TASK STATEMENT → The reply has to contain each record exactly as written.

Collected data entries
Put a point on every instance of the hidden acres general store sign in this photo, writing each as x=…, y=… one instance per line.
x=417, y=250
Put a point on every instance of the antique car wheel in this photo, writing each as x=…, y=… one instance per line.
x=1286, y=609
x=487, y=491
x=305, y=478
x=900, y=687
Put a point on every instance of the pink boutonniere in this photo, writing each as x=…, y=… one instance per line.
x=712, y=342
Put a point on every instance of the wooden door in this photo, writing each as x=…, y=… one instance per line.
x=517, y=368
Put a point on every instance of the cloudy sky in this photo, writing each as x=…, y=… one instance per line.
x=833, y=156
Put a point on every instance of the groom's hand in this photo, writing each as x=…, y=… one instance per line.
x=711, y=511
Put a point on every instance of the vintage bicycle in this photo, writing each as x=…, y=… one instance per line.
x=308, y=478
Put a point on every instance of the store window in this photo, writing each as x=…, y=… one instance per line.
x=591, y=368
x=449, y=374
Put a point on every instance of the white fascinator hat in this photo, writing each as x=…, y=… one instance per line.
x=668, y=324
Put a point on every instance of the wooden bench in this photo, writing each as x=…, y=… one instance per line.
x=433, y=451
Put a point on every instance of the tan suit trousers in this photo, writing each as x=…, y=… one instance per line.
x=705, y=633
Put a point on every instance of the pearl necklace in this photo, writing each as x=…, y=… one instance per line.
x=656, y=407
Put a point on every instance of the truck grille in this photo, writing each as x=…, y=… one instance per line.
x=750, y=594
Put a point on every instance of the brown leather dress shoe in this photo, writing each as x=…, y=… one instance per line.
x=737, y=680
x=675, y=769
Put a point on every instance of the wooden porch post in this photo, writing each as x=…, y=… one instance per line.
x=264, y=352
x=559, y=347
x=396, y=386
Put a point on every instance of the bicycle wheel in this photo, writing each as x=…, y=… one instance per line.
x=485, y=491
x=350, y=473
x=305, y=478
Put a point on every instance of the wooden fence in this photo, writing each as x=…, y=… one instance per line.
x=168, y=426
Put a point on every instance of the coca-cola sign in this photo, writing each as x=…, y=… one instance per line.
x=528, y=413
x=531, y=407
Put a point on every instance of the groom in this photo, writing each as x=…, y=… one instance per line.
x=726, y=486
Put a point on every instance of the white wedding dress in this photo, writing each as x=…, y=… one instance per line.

TASK RESULT →
Put a point on every instance of the hidden acres general store sign in this photo, writing each as x=…, y=… one instance per line.
x=417, y=250
Put a point on every instance of the antique car wheel in this photo, writing each as x=…, y=… one instance per line.
x=1286, y=609
x=487, y=491
x=305, y=478
x=900, y=687
Put a point on every instance of the pink boutonniere in this photo, writing each as x=…, y=… one instance per line.
x=712, y=342
Put a point on every instance of the wooden door in this photo, writing each as x=…, y=… one instance per line.
x=517, y=368
Put a point on every instance of the cloudy sky in this photo, writing each as x=…, y=… one instance per line.
x=833, y=156
Put a point on every instance of the groom's hand in this photo, writing each as x=…, y=… one instance per line.
x=711, y=511
Put a point on every instance of the vintage bicycle in this photo, writing each as x=…, y=… one instance per line.
x=308, y=478
Put a point on every instance of the store window in this photo, writing each as x=…, y=… one instance per line.
x=591, y=368
x=449, y=374
Put a point on every instance of the white fascinator hat in this photo, writing each as x=…, y=… one instance per line.
x=668, y=324
Put a point on every instance of the wooden bench in this photo, writing each as x=…, y=… one instance per line.
x=433, y=451
Put a point on every instance of the tan suit trousers in this photo, writing each as x=…, y=… one instance per line.
x=705, y=633
Put a point on every instance of the pearl necklace in this photo, writing each as x=…, y=… one instance per line.
x=656, y=407
Put a point on every instance of the truck grille in this photo, writing each as x=…, y=… one instance per line.
x=750, y=594
Put a point on every instance of the brown leather dress shoe in this photo, writing each as x=…, y=… one instance per line.
x=737, y=680
x=675, y=769
Put a point on every instance of the wooden porch post in this photo, writing each as x=…, y=… one instance per line.
x=264, y=352
x=559, y=347
x=396, y=386
Put a point on every instance of the bicycle wheel in this photo, writing each as x=…, y=… one instance per line.
x=485, y=491
x=350, y=473
x=305, y=478
Put a point on every instance of the wooden fence in this photo, writing each as x=…, y=… one instance per line.
x=168, y=426
Put a point on every instance of the coca-cola sign in this photo, writing each as x=…, y=… one instance per line.
x=528, y=413
x=531, y=407
Put a point on every instance of the groom in this photo, writing each as x=…, y=… one instance per line.
x=726, y=486
Put a point on every instance of the white wedding dress in this photo, writing each as x=…, y=… one instance per line.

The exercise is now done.